(Stored items)
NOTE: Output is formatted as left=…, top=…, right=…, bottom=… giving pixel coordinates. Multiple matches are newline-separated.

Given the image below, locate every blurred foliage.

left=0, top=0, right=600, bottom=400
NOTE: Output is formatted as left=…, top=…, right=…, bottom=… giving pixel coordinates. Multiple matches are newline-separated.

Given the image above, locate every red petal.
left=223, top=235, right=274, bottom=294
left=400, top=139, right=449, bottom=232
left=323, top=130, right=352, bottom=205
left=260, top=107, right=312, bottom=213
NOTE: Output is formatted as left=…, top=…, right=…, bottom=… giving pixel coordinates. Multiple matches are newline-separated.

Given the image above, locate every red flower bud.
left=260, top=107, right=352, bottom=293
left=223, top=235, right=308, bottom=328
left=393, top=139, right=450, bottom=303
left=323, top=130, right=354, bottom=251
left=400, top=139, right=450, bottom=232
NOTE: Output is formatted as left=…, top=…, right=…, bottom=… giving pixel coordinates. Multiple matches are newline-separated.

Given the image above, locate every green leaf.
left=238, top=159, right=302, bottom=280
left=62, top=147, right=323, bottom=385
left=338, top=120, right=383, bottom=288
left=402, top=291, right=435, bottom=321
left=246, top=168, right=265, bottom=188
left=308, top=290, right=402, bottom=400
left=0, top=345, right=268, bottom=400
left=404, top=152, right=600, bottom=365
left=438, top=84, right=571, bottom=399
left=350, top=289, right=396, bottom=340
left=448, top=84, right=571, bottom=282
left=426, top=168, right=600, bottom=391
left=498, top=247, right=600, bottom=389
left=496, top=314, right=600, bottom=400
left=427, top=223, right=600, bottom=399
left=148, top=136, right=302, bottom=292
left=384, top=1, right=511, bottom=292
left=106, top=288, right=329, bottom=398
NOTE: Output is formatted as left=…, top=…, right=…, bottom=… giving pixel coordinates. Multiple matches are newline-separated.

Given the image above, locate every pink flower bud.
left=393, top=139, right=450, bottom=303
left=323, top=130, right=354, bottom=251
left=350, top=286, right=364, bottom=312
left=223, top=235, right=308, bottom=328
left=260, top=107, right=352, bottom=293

→ **YOUR OBJECTIVE**
Can you duplicate every one of the rows above, word for word and with nothing changed?

→ **THE COMPLETED TASK**
NOTE: Output is formatted as left=…, top=…, right=…, bottom=… giving pixel coordinates. Multiple matches are newline-separated.

Given the image below, locate every blurred foliage.

left=0, top=0, right=600, bottom=400
NOTE: Output is formatted as left=…, top=…, right=…, bottom=… giving pixel coordinates. Multiple matches are newline-separated.

Given the image above, locate every red petal.
left=223, top=235, right=274, bottom=294
left=400, top=139, right=449, bottom=232
left=323, top=130, right=352, bottom=205
left=260, top=107, right=312, bottom=213
NOTE: Output is formatted as left=…, top=…, right=…, bottom=… giving pixel coordinates. Multiple matches are newline-separated.

Given the image above, locate every red flower bud.
left=260, top=107, right=352, bottom=293
left=223, top=235, right=308, bottom=328
left=393, top=139, right=450, bottom=303
left=323, top=130, right=354, bottom=251
left=400, top=139, right=450, bottom=232
NOTE: Output is formatted as left=…, top=…, right=…, bottom=… giving pixel coordinates. Multiple matches are newline-separated.

Given the image above, locate every green leaf.
left=238, top=159, right=302, bottom=280
left=62, top=147, right=323, bottom=385
left=338, top=120, right=383, bottom=288
left=402, top=291, right=435, bottom=321
left=246, top=168, right=265, bottom=188
left=308, top=290, right=402, bottom=400
left=0, top=345, right=268, bottom=400
left=404, top=152, right=600, bottom=365
left=438, top=84, right=571, bottom=399
left=350, top=289, right=396, bottom=340
left=448, top=84, right=571, bottom=282
left=426, top=168, right=600, bottom=391
left=498, top=247, right=600, bottom=389
left=496, top=314, right=600, bottom=400
left=427, top=223, right=600, bottom=399
left=148, top=136, right=302, bottom=292
left=384, top=1, right=511, bottom=292
left=106, top=288, right=329, bottom=398
NOTE: Output is formatted as left=…, top=…, right=…, bottom=… giving pixel coordinates. Multiple matches are newline-separated.

Given the image above, locate every pink flower bud.
left=393, top=139, right=450, bottom=303
left=323, top=130, right=354, bottom=251
left=350, top=286, right=364, bottom=312
left=223, top=235, right=308, bottom=328
left=260, top=107, right=352, bottom=293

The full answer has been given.